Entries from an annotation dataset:
___
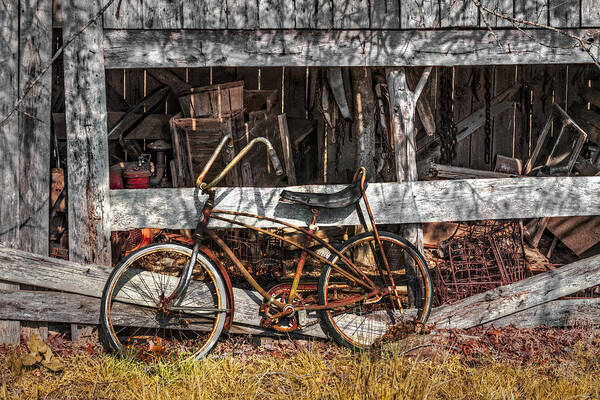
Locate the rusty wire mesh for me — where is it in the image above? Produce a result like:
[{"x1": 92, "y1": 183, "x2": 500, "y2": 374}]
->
[{"x1": 434, "y1": 221, "x2": 529, "y2": 305}]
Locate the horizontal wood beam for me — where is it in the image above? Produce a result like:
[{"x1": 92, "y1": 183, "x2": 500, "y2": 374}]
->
[
  {"x1": 0, "y1": 289, "x2": 314, "y2": 337},
  {"x1": 0, "y1": 246, "x2": 325, "y2": 337},
  {"x1": 110, "y1": 177, "x2": 600, "y2": 230},
  {"x1": 486, "y1": 299, "x2": 600, "y2": 328},
  {"x1": 104, "y1": 29, "x2": 600, "y2": 68}
]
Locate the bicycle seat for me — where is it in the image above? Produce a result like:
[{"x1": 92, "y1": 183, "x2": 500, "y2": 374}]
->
[{"x1": 279, "y1": 180, "x2": 366, "y2": 208}]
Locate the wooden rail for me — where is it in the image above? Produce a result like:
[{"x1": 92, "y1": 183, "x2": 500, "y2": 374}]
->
[
  {"x1": 110, "y1": 177, "x2": 600, "y2": 230},
  {"x1": 104, "y1": 29, "x2": 600, "y2": 68},
  {"x1": 91, "y1": 0, "x2": 600, "y2": 30}
]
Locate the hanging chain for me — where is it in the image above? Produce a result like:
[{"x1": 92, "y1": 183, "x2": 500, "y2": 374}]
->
[
  {"x1": 484, "y1": 67, "x2": 492, "y2": 164},
  {"x1": 439, "y1": 68, "x2": 457, "y2": 165}
]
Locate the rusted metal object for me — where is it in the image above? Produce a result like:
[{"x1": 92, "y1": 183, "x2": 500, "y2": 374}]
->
[{"x1": 434, "y1": 221, "x2": 529, "y2": 305}]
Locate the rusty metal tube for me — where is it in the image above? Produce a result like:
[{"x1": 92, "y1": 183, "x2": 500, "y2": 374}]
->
[
  {"x1": 196, "y1": 135, "x2": 283, "y2": 191},
  {"x1": 196, "y1": 133, "x2": 233, "y2": 188}
]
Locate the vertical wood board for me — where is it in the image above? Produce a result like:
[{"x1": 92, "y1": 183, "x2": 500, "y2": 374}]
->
[
  {"x1": 400, "y1": 0, "x2": 440, "y2": 29},
  {"x1": 333, "y1": 0, "x2": 369, "y2": 29},
  {"x1": 440, "y1": 0, "x2": 479, "y2": 27},
  {"x1": 370, "y1": 0, "x2": 400, "y2": 29},
  {"x1": 227, "y1": 0, "x2": 258, "y2": 29},
  {"x1": 102, "y1": 0, "x2": 145, "y2": 29},
  {"x1": 452, "y1": 67, "x2": 475, "y2": 167},
  {"x1": 492, "y1": 65, "x2": 515, "y2": 159},
  {"x1": 63, "y1": 0, "x2": 111, "y2": 265},
  {"x1": 142, "y1": 0, "x2": 182, "y2": 29},
  {"x1": 183, "y1": 0, "x2": 227, "y2": 29},
  {"x1": 479, "y1": 0, "x2": 514, "y2": 29},
  {"x1": 0, "y1": 0, "x2": 21, "y2": 344},
  {"x1": 258, "y1": 0, "x2": 296, "y2": 29},
  {"x1": 514, "y1": 0, "x2": 548, "y2": 25},
  {"x1": 19, "y1": 0, "x2": 52, "y2": 255},
  {"x1": 581, "y1": 0, "x2": 600, "y2": 28},
  {"x1": 469, "y1": 66, "x2": 494, "y2": 171},
  {"x1": 548, "y1": 0, "x2": 581, "y2": 28}
]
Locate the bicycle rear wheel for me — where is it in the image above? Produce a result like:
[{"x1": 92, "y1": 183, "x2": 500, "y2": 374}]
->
[
  {"x1": 319, "y1": 232, "x2": 433, "y2": 350},
  {"x1": 100, "y1": 243, "x2": 228, "y2": 359}
]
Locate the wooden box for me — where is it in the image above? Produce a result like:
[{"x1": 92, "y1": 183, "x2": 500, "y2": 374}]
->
[{"x1": 179, "y1": 81, "x2": 244, "y2": 119}]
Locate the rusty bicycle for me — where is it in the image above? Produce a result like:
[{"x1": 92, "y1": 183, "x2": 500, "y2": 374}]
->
[{"x1": 101, "y1": 135, "x2": 433, "y2": 359}]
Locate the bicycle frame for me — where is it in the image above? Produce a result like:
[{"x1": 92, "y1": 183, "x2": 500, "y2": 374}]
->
[{"x1": 167, "y1": 135, "x2": 402, "y2": 324}]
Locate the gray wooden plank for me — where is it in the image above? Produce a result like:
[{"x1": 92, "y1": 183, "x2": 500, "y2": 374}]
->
[
  {"x1": 0, "y1": 0, "x2": 21, "y2": 344},
  {"x1": 428, "y1": 255, "x2": 600, "y2": 329},
  {"x1": 333, "y1": 0, "x2": 369, "y2": 29},
  {"x1": 63, "y1": 0, "x2": 111, "y2": 264},
  {"x1": 386, "y1": 67, "x2": 431, "y2": 252},
  {"x1": 19, "y1": 0, "x2": 52, "y2": 254},
  {"x1": 258, "y1": 0, "x2": 296, "y2": 29},
  {"x1": 440, "y1": 0, "x2": 479, "y2": 27},
  {"x1": 142, "y1": 0, "x2": 180, "y2": 29},
  {"x1": 104, "y1": 29, "x2": 600, "y2": 68},
  {"x1": 18, "y1": 0, "x2": 52, "y2": 342},
  {"x1": 400, "y1": 0, "x2": 440, "y2": 29},
  {"x1": 479, "y1": 0, "x2": 514, "y2": 28},
  {"x1": 183, "y1": 0, "x2": 227, "y2": 29},
  {"x1": 102, "y1": 0, "x2": 144, "y2": 29},
  {"x1": 581, "y1": 0, "x2": 600, "y2": 28},
  {"x1": 111, "y1": 177, "x2": 600, "y2": 230},
  {"x1": 548, "y1": 0, "x2": 581, "y2": 28},
  {"x1": 514, "y1": 0, "x2": 548, "y2": 25},
  {"x1": 371, "y1": 0, "x2": 400, "y2": 29},
  {"x1": 227, "y1": 0, "x2": 258, "y2": 29}
]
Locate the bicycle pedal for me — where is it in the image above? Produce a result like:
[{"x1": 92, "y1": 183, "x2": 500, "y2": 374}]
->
[
  {"x1": 298, "y1": 310, "x2": 308, "y2": 327},
  {"x1": 364, "y1": 296, "x2": 383, "y2": 304}
]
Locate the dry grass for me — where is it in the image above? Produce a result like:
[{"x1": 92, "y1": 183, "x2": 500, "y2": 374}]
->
[{"x1": 0, "y1": 337, "x2": 600, "y2": 400}]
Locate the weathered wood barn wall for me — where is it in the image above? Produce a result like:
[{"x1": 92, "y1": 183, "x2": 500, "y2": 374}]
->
[{"x1": 0, "y1": 0, "x2": 600, "y2": 342}]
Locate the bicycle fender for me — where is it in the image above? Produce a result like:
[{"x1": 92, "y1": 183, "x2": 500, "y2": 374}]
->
[{"x1": 200, "y1": 245, "x2": 235, "y2": 332}]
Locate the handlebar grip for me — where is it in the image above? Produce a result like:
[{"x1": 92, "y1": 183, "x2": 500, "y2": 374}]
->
___
List every line of the records above that contains the string "rusty", copying each line in full. Only matches with the same capitalization count.

Locate the rusty wire mesh for me — where is it in the image above? Produce a result like:
Locate the rusty metal tube for me — where is it in the image above? Produce a result like:
Locate the rusty bicycle for me — where is it in the image above? Produce a result like:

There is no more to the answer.